◆ What you are asked to do ◆
Search the material below for the string "truck". Return every line that holds it.

◆ Information supplied ◆

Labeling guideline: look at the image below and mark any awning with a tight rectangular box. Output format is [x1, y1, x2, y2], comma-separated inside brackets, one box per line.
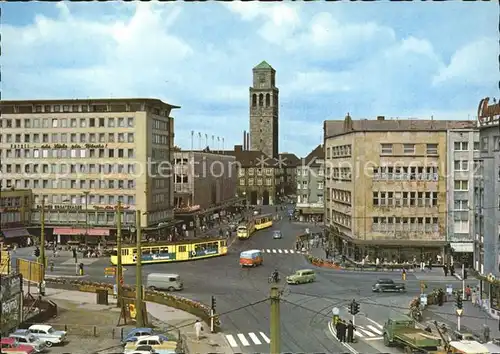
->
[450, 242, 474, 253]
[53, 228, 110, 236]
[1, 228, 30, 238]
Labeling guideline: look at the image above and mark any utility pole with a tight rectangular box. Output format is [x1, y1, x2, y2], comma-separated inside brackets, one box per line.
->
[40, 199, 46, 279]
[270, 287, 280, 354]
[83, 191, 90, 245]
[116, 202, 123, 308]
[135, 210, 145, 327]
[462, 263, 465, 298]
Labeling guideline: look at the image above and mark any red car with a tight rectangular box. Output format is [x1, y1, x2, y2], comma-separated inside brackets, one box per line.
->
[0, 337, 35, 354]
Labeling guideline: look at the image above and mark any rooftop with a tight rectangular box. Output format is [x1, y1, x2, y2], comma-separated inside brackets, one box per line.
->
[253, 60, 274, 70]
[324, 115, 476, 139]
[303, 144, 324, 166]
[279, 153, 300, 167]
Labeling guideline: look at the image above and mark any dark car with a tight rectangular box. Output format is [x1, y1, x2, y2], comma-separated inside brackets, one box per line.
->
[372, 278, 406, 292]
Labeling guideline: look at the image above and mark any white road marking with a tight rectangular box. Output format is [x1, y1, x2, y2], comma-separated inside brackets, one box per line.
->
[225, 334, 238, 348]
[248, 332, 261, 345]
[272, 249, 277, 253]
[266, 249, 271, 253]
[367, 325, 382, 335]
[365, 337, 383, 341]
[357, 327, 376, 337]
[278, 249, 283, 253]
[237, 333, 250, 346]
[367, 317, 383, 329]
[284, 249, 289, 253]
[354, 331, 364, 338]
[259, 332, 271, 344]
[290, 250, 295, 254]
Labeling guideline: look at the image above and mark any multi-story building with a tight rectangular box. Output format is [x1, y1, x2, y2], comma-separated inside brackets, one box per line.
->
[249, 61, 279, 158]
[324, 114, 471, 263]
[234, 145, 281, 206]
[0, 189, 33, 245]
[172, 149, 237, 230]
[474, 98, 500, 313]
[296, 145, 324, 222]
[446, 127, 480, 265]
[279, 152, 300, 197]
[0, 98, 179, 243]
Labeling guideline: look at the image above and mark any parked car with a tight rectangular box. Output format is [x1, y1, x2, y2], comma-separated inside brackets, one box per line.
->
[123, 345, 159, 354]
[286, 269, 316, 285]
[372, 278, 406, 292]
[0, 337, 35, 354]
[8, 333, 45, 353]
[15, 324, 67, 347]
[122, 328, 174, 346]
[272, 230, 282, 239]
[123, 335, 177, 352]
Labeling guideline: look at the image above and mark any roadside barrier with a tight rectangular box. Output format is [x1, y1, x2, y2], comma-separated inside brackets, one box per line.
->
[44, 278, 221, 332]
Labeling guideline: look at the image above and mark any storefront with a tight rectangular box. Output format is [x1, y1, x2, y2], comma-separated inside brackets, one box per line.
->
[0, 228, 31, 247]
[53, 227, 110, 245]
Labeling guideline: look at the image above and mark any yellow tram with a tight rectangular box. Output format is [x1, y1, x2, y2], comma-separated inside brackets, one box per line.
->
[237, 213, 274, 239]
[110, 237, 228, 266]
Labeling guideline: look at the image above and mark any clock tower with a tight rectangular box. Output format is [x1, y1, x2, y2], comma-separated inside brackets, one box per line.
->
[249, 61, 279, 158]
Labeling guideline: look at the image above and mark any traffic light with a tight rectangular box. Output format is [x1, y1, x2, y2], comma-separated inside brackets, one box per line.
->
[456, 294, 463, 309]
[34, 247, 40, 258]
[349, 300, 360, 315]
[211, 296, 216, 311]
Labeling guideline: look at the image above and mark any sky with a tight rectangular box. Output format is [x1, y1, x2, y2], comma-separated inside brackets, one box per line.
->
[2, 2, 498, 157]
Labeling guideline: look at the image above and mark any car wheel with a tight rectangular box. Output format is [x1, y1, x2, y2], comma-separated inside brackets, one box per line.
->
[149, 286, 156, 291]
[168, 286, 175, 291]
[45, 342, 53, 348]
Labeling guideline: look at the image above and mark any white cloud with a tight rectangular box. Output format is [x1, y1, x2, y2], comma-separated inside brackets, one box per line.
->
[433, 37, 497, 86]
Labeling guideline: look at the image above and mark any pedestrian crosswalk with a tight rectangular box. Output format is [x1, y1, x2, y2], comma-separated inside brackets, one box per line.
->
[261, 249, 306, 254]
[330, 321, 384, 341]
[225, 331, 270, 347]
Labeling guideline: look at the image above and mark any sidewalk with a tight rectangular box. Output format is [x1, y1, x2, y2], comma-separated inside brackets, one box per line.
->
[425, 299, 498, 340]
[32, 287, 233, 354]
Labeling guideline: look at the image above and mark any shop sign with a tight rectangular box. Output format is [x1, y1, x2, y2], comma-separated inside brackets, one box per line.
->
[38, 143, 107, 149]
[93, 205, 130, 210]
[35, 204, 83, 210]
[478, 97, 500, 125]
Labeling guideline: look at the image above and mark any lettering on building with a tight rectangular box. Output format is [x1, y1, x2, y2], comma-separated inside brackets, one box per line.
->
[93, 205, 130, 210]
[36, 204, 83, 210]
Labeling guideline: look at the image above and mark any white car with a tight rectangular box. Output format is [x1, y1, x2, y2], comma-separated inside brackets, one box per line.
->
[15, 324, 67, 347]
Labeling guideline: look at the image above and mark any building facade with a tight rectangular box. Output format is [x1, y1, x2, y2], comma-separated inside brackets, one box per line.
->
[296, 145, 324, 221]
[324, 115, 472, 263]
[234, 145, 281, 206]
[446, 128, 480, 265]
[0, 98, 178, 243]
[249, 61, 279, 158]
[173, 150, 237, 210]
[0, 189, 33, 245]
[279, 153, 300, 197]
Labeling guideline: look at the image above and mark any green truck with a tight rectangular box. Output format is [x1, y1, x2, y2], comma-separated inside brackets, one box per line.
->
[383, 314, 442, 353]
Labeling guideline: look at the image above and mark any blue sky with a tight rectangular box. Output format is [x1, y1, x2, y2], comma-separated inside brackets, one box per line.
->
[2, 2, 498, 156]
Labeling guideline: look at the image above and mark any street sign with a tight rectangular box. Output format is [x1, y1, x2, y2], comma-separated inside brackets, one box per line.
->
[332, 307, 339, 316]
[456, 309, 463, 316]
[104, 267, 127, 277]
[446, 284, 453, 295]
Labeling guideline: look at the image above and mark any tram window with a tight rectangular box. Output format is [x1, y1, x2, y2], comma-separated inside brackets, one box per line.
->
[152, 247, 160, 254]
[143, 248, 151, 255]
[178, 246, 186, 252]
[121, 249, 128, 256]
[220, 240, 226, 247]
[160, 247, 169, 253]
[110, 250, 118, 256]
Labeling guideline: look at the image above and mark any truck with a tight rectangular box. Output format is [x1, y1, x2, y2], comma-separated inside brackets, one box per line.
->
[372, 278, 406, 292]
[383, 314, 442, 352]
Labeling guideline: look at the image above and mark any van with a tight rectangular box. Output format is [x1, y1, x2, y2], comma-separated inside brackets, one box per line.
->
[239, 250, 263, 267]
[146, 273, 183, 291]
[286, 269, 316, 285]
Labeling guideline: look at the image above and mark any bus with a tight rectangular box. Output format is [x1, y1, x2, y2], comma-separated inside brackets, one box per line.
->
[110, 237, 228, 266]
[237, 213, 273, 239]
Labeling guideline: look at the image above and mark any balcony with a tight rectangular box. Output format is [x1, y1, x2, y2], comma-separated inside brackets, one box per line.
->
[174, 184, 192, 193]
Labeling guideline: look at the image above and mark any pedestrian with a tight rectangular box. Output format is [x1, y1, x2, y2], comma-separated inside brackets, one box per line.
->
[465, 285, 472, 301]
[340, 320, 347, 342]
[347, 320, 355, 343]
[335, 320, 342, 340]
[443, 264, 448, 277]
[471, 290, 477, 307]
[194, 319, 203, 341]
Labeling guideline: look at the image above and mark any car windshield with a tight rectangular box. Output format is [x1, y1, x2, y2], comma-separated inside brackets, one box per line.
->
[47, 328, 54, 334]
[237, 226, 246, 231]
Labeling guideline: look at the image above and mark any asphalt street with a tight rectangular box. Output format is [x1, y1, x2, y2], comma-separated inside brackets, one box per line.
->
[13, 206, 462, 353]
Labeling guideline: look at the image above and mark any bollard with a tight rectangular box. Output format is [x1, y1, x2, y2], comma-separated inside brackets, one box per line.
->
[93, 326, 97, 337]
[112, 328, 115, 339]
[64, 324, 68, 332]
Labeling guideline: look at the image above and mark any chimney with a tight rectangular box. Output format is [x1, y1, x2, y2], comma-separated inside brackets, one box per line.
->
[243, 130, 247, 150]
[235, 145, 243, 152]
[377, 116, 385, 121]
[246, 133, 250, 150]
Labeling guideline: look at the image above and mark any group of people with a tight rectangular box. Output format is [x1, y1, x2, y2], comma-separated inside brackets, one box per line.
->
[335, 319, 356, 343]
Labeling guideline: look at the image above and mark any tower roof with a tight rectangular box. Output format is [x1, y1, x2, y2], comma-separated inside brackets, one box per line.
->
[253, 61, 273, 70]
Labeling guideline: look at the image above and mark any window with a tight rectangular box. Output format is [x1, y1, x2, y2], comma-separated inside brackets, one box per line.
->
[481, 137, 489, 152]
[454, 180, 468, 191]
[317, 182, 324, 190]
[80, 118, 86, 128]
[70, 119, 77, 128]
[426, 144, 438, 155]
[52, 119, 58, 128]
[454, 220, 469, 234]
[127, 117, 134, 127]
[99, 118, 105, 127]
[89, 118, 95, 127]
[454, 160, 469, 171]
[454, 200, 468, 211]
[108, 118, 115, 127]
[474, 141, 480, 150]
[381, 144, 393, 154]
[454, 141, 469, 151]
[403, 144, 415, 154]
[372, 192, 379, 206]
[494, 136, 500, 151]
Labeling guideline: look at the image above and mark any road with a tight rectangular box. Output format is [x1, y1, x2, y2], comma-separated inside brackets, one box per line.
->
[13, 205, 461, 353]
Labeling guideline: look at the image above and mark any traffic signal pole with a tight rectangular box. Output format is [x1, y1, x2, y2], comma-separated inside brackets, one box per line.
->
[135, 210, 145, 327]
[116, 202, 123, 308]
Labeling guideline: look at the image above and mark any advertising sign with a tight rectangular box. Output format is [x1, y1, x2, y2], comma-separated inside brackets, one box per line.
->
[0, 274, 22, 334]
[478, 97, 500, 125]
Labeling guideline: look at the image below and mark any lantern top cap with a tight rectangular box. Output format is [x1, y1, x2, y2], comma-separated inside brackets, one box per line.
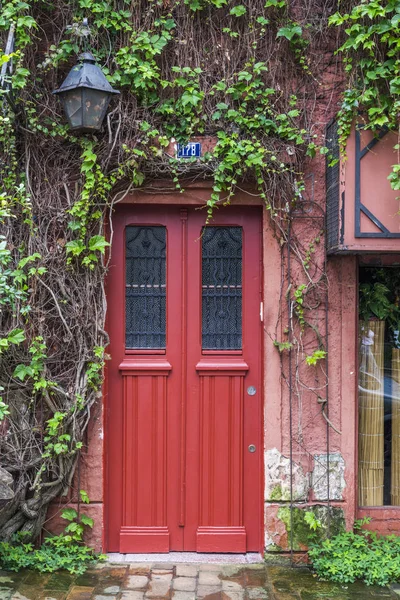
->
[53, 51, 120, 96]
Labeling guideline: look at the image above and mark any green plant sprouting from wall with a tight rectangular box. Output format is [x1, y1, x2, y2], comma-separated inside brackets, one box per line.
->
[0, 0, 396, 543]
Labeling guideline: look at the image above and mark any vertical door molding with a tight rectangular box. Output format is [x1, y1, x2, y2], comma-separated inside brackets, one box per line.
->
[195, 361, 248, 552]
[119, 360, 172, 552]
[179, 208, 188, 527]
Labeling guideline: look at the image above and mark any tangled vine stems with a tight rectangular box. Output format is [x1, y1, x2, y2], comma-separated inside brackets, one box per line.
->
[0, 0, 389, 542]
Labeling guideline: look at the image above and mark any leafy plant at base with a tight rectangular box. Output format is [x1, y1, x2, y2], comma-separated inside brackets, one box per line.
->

...

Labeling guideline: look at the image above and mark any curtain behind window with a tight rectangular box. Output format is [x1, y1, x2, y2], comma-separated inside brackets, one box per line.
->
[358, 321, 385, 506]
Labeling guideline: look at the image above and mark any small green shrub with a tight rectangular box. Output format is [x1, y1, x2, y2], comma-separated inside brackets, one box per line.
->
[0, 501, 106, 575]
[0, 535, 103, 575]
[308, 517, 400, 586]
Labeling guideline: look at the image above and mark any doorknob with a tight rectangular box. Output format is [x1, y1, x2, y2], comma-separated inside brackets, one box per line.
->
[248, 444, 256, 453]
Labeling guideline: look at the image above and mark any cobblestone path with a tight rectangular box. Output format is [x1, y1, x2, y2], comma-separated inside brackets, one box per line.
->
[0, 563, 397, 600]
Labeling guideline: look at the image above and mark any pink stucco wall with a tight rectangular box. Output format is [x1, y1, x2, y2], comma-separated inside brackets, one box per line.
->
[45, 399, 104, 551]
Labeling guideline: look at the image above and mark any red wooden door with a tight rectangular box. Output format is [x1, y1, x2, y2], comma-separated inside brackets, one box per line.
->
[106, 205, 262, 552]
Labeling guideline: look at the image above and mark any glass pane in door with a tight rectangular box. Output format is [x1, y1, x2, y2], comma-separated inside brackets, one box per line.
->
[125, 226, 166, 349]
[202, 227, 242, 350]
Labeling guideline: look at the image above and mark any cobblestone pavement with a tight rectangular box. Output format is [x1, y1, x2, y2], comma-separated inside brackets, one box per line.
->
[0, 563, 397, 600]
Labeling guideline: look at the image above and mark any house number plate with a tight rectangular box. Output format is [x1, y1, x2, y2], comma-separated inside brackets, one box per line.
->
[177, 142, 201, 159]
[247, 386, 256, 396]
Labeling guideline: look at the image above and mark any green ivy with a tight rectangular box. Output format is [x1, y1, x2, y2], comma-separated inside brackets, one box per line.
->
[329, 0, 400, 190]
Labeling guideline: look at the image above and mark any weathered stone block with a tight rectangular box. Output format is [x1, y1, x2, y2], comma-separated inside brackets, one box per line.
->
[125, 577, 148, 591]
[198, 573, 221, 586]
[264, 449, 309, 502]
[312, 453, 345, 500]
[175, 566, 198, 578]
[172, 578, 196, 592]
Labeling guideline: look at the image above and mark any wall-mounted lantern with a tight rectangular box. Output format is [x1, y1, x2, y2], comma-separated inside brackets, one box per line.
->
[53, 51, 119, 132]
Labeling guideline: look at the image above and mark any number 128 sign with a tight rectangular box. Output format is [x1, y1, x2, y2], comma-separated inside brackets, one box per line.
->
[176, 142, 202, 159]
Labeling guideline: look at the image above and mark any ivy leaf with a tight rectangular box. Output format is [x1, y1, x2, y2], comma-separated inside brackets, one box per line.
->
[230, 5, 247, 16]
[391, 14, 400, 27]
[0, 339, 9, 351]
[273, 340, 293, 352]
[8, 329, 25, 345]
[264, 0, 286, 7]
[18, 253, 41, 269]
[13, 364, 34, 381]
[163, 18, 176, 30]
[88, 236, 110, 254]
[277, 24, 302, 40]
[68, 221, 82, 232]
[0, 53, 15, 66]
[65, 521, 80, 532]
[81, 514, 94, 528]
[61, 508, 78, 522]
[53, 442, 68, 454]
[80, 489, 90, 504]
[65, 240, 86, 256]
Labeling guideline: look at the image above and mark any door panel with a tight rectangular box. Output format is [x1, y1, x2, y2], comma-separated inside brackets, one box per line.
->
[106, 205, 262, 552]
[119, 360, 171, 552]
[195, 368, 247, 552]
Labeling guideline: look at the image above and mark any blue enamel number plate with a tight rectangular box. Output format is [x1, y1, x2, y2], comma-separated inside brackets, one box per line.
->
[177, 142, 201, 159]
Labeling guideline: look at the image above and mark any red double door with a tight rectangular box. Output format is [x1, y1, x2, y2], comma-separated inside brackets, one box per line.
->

◆ Reply ◆
Labeling guideline: look at the image above and mark any green truck with a tight rectangular box. Output format is [x1, y1, x2, y2], comma-separated inside brackets, one box per line.
Labeling guideline: look at the image above and mark any truck with a tight rectangular box. Output format is [x1, y1, x2, y2], comma-separated inside brackets, one box per line.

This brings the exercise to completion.